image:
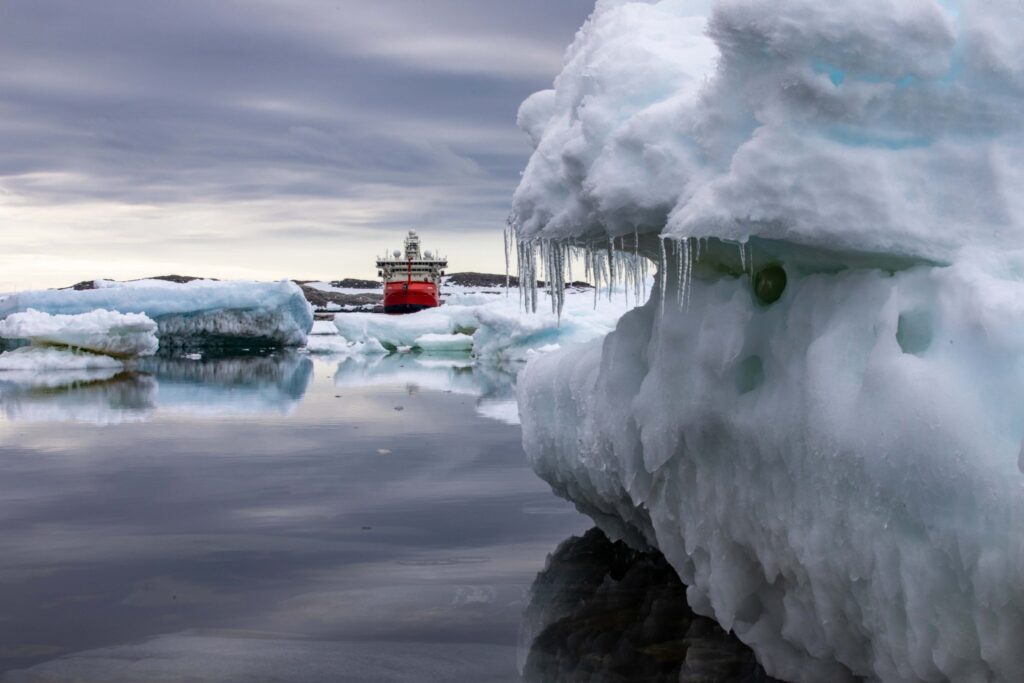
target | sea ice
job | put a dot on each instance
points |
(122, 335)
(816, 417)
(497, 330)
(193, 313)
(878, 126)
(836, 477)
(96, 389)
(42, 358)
◇ ◇ ◇ ◇ ◇ ◇ ◇
> **Task objective**
The full listing, transcribed exactly and without its pictures, is the expected result.

> **Answer for the task**
image:
target | sea ice
job | put a dot on each instance
points |
(122, 335)
(816, 417)
(497, 330)
(193, 313)
(878, 126)
(836, 477)
(96, 389)
(42, 358)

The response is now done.